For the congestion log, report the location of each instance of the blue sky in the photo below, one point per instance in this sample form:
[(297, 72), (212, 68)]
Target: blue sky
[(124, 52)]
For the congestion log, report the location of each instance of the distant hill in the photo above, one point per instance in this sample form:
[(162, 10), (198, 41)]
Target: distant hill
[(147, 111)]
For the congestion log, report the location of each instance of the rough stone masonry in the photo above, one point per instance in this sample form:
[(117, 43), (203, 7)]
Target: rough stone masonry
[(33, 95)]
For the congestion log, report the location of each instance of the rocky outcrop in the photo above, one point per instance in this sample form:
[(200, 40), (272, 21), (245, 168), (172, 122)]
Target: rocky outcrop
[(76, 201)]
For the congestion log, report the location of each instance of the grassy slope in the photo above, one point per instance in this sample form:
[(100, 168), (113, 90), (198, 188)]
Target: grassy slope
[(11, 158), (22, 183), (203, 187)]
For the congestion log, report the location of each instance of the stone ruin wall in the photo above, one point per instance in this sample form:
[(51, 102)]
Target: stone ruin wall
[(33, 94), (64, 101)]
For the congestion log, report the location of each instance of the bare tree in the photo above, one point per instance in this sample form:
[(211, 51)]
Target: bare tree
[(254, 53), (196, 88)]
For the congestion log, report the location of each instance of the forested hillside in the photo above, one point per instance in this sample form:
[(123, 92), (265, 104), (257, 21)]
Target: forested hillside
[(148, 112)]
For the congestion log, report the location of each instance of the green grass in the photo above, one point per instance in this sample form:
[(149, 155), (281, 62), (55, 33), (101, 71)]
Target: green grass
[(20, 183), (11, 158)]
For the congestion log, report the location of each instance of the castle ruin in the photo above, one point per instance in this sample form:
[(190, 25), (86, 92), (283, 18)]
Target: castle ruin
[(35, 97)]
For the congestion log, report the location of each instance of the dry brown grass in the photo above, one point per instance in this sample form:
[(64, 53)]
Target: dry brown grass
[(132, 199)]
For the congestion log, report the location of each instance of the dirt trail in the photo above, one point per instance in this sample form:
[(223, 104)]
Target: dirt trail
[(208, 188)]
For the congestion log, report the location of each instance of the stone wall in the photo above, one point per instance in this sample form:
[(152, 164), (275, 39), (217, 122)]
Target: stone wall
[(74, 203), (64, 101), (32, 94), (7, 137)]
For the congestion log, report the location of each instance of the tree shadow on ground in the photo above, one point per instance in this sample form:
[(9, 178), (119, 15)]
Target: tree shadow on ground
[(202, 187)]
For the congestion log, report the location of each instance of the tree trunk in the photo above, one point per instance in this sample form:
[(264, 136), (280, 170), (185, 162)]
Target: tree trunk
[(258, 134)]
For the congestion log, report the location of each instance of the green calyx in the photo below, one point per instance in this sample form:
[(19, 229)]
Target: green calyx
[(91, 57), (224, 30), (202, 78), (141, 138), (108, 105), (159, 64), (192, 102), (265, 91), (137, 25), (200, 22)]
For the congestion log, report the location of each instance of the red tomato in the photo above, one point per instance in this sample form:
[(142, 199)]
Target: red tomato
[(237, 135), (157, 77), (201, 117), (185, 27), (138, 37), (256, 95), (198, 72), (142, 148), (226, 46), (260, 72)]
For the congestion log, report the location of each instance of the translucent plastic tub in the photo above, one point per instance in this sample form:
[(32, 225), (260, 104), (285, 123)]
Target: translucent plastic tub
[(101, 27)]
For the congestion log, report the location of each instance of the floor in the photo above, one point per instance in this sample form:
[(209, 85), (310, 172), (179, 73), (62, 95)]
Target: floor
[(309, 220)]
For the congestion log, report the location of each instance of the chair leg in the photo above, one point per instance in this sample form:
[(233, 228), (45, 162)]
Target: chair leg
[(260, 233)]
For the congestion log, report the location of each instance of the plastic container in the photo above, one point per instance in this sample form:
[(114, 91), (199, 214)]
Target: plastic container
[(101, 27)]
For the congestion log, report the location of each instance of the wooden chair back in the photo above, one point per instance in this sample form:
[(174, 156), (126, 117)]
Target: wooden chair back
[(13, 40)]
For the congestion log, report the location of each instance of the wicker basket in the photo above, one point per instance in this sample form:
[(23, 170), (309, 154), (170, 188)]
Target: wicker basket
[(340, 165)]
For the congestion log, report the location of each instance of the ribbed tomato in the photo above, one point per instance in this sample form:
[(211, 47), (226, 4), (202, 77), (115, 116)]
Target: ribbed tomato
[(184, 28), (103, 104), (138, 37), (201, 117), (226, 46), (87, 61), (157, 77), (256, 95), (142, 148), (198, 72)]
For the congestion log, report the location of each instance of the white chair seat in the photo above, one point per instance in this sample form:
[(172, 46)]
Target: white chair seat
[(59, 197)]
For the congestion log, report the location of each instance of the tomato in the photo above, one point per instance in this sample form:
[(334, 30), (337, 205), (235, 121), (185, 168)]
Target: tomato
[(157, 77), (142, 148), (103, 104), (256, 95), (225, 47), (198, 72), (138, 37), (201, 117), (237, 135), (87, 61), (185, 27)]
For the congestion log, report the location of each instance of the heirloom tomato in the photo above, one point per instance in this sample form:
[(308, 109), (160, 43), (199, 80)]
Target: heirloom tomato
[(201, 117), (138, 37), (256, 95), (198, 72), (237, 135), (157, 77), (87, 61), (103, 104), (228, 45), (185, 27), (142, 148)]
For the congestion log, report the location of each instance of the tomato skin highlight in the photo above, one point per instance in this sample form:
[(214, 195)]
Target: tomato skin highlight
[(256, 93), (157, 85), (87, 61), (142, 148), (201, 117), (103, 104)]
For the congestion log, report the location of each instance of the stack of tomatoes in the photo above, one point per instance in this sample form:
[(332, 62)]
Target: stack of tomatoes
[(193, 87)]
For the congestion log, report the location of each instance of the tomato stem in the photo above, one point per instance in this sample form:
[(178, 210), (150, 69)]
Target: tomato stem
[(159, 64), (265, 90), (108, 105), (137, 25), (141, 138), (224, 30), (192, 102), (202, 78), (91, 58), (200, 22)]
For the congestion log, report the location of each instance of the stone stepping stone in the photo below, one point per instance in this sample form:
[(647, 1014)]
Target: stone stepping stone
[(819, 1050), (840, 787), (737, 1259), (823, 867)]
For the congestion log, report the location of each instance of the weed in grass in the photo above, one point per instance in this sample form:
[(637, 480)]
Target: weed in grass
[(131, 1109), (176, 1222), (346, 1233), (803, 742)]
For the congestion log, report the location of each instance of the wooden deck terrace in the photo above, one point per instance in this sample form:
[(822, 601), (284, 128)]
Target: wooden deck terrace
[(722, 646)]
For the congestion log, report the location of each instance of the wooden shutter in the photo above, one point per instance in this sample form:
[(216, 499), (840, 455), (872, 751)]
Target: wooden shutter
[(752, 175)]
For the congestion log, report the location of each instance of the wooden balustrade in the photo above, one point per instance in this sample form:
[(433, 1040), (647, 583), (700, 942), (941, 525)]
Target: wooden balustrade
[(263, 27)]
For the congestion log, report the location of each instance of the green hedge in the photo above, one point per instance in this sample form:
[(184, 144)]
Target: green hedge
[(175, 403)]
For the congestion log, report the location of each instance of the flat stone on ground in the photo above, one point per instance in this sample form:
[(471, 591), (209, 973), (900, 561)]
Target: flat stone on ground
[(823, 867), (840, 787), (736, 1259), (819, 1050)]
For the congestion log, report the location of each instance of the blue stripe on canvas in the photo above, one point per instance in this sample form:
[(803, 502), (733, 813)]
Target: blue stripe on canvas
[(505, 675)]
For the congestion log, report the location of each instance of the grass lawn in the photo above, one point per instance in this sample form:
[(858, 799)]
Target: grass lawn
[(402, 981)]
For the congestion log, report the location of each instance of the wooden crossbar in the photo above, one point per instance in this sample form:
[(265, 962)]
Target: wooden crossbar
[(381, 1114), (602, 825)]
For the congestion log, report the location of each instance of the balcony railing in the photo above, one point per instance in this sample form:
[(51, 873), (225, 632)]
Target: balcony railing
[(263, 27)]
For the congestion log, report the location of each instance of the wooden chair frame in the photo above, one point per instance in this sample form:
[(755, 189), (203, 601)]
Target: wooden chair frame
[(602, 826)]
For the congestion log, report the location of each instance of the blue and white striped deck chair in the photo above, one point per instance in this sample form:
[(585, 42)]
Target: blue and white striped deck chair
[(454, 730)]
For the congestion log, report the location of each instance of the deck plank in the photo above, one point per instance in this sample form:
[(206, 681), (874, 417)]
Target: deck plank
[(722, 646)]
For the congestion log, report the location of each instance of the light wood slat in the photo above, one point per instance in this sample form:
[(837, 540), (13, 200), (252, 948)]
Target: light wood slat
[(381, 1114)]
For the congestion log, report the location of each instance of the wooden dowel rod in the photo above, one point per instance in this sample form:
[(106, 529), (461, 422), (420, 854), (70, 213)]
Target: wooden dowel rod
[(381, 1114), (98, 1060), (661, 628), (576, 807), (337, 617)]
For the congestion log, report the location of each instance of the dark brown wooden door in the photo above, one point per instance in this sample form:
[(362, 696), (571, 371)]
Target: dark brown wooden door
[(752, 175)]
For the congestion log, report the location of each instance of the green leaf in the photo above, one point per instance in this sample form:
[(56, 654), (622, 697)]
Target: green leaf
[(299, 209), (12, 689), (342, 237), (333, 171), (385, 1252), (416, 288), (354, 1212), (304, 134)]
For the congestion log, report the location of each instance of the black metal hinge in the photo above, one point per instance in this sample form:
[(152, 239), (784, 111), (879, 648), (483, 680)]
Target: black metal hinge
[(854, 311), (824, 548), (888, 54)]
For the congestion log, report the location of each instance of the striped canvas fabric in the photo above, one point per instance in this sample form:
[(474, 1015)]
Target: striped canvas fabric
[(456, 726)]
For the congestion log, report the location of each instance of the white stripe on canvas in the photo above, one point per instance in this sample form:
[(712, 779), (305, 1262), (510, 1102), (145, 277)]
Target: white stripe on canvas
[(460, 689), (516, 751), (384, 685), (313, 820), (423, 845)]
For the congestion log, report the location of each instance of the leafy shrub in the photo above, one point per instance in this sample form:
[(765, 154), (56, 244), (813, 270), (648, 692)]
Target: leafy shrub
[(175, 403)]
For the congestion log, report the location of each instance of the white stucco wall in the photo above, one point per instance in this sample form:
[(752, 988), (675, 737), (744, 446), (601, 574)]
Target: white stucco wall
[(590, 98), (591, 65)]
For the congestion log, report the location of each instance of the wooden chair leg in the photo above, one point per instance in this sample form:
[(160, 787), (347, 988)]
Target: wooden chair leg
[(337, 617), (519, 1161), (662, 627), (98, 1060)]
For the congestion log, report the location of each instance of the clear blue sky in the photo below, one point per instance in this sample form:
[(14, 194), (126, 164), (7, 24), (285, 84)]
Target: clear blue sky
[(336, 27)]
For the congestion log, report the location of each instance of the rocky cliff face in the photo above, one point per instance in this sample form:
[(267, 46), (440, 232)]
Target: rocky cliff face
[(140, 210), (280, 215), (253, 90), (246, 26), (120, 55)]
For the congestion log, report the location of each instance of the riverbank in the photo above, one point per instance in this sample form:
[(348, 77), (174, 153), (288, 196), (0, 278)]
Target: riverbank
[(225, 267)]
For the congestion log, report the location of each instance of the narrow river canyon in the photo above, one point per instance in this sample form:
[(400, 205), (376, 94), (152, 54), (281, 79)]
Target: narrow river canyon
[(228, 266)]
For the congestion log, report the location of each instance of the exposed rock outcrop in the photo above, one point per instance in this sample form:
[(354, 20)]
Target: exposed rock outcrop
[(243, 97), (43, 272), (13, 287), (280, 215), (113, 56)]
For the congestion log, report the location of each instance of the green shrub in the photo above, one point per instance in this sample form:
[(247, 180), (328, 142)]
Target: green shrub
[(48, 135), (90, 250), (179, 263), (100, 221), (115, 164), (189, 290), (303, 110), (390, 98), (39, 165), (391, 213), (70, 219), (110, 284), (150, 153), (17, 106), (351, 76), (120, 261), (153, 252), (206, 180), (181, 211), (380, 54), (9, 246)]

What is asked: Reproduce the items above word for word, starting at their very first line and ending with the line that contains "[(124, 52)]", with both of those lines included.

The response:
For the congestion log, report the location of each instance of the blue sky in the photo below, one point per instance in this sample form:
[(297, 72), (212, 68)]
Target: blue sky
[(124, 52)]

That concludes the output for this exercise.